本文抜粋 »
════════════════
真人間への道

相変わらずコンスタントにそこそこの人が訪れてくれているようなのだが、やはりあまり濃い記事を書こうという意欲に乏しい…などと頭から言ってしまうのは元も子もないのだが、プライベートに残されているリソースが少ない以上仕方ないのである(開き直り)。というわけで、申し訳程度に思いついたことを2、3記しておく。仕事のことは書かない。
════════════════
抜粋データ »
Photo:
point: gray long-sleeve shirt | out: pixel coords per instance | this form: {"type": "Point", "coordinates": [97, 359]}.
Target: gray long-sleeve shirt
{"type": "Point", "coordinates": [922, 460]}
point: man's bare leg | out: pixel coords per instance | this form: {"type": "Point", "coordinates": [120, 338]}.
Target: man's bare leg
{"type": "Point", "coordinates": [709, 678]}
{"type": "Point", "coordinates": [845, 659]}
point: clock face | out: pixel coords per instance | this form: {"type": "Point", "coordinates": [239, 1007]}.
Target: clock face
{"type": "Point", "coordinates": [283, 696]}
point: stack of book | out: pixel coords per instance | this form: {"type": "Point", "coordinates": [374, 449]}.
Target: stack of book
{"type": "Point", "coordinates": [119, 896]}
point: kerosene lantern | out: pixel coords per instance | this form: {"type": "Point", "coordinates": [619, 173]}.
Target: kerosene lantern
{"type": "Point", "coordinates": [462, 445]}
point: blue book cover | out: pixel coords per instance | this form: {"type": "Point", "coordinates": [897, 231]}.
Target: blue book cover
════════════════
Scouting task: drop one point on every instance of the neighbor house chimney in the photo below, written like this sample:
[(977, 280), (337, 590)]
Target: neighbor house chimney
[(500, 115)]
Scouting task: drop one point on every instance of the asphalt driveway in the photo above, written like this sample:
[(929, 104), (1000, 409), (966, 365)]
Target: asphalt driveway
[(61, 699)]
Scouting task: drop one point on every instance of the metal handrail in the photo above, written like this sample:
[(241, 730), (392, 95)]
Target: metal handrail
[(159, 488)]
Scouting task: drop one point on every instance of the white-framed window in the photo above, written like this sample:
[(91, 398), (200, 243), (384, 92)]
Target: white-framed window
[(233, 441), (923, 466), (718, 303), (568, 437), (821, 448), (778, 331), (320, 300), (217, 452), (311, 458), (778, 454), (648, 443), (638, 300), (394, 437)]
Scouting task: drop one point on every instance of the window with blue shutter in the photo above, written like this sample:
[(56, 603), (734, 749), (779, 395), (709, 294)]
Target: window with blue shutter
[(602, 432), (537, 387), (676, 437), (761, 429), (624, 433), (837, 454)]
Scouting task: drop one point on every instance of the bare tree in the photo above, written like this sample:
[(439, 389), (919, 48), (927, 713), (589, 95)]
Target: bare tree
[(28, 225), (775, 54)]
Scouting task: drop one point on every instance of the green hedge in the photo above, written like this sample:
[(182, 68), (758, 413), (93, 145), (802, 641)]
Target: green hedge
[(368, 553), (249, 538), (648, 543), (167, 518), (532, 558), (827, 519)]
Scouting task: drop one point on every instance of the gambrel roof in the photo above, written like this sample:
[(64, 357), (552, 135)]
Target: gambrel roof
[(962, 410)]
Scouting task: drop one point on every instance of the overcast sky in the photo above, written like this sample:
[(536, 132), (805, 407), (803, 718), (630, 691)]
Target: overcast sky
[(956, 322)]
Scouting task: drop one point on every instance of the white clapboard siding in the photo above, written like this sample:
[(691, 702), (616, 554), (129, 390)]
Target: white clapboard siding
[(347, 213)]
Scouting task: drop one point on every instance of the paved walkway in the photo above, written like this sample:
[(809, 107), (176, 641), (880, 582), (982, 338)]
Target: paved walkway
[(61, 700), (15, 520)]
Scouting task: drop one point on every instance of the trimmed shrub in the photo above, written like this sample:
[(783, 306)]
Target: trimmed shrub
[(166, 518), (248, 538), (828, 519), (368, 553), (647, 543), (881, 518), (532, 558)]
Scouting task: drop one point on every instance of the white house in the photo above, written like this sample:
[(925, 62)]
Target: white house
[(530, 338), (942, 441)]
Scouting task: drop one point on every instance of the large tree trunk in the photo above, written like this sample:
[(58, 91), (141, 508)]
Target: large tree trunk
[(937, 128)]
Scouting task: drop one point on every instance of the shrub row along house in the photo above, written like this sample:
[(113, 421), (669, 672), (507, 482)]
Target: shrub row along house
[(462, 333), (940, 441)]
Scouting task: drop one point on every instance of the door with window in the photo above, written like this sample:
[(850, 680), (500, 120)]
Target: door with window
════════════════
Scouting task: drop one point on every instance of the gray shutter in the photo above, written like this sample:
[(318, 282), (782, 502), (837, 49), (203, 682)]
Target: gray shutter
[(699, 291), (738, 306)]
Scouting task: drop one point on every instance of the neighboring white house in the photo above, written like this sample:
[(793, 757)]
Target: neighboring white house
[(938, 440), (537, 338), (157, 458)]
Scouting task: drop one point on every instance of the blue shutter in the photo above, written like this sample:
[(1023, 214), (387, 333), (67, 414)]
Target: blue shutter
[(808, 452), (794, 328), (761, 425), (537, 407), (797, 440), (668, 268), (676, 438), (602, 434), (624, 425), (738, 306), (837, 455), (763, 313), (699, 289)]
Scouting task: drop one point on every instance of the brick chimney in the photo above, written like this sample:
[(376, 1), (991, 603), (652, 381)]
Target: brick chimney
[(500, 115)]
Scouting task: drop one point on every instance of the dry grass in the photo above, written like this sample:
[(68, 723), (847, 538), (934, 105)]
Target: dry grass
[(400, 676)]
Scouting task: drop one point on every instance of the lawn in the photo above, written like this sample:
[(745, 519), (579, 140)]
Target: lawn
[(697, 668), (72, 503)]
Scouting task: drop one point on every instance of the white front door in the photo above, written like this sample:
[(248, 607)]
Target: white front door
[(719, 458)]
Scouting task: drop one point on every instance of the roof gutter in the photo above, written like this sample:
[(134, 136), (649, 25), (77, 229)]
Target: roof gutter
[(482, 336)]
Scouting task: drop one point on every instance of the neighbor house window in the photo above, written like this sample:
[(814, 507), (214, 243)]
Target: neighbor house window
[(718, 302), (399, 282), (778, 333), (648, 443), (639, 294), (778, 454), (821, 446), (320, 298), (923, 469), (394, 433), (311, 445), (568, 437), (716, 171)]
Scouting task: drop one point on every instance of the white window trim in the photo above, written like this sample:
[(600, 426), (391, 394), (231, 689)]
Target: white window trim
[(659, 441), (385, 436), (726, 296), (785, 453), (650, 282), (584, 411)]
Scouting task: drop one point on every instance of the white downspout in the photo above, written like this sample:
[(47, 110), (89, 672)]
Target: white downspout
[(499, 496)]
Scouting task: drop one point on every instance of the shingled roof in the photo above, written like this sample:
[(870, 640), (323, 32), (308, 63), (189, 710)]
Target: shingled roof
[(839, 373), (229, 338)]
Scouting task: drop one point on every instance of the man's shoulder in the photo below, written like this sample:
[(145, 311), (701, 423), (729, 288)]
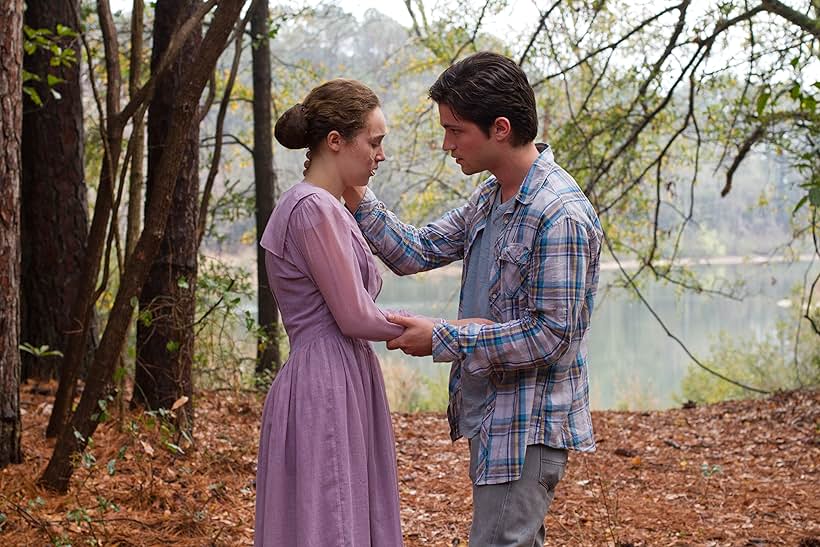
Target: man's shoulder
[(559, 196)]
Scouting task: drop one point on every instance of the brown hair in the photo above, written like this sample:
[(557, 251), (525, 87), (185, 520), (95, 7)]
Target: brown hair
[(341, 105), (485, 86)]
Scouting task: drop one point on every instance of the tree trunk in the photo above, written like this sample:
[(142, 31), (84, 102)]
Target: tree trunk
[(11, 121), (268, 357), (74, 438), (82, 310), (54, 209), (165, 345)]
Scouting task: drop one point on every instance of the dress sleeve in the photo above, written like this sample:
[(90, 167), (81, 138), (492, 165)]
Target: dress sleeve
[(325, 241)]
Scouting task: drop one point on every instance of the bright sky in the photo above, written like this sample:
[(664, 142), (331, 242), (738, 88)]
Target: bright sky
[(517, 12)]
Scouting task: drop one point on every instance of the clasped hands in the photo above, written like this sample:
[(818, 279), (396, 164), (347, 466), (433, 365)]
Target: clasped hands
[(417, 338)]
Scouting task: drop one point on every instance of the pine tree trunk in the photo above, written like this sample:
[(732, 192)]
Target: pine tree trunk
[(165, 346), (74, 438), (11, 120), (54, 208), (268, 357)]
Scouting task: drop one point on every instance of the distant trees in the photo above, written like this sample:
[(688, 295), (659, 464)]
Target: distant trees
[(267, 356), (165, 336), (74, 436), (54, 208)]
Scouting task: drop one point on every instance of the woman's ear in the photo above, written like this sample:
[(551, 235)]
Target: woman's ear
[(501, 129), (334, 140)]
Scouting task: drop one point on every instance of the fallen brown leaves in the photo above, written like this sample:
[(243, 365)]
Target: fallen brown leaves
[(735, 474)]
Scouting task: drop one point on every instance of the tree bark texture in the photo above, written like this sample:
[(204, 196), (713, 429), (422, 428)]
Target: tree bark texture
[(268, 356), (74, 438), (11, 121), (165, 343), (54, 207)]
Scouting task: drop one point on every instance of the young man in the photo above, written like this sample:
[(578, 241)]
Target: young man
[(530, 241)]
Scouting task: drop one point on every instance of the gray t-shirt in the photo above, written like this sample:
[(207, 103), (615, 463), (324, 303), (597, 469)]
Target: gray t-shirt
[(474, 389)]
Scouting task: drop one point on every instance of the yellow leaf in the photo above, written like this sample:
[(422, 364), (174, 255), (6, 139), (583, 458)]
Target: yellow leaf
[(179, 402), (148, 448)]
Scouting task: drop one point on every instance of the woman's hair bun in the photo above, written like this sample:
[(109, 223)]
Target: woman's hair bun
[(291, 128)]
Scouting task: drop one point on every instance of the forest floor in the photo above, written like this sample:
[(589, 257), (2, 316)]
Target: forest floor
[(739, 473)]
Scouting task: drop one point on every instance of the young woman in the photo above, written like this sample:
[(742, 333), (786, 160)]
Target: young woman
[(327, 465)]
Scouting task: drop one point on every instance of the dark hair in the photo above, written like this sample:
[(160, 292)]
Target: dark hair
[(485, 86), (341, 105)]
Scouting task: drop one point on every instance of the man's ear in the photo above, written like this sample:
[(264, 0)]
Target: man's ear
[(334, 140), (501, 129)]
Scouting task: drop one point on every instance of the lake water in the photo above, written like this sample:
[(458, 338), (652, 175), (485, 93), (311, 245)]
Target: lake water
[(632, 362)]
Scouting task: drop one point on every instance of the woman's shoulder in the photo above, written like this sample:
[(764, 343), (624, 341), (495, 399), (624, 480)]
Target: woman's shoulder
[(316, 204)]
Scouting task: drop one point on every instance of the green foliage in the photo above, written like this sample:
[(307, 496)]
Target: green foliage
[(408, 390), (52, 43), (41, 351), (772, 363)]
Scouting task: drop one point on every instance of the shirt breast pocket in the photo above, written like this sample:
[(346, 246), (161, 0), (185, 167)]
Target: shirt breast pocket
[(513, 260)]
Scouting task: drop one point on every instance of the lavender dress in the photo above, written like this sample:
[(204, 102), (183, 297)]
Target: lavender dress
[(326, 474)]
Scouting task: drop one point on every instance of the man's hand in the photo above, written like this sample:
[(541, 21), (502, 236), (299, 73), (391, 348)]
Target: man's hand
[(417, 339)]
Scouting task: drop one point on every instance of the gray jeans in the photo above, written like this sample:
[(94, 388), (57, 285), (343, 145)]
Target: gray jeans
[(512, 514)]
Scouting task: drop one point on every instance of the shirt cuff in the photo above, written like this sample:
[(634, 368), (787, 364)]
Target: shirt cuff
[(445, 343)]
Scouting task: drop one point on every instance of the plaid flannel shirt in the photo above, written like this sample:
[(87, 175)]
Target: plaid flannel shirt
════════════════
作業目標 »
[A] 本文抜粋について、次の問いに答えてください。
(i) 見出しは何ですか。
(ii) 書き手は、記事を書く意欲に乏しいのはやむを得ないとして、その理由に何を挙げていますか。
(iii) 書き手が書かないと述べているのは何のことですか。
[B] 本文抜粋の最後の文に続けて、同じ語り口で数文書き継いでください。
記録を参照する必要はありません。

想定解答 »
[A]
(i) 真人間への道
(ii) プライベートに残されているリソースが少ないこと
(iii) 仕事のこと

[B]
☆☆☆

 

読書を再開した。先月まであまりにも稼働がパツパツで、家で何かを読もうという気にすらなれなかったのである。久しぶりに何を読もうかというところで、久しぶりにスタロバンスキーを手に取ってみたのだが(この人も最近鬼籍に入ってしまったようだ)、あまりアタマに入ってこない。改めて思うけれども、こういう種類の本は、競争社会でゴリゴリと仕事をしているような人間が、なけなしの空き時間で読むような種類のものではないのだろう。もちろん興味を失ったというわけではないのだが、単純に今の僕の人生のベクトルがそういう方向に向いていないという話だ。というわけで、家でも仕事と戦略の本を読む。自分が成長しているのか、薄っぺらい人間になっているのかは我ながらよくわからない。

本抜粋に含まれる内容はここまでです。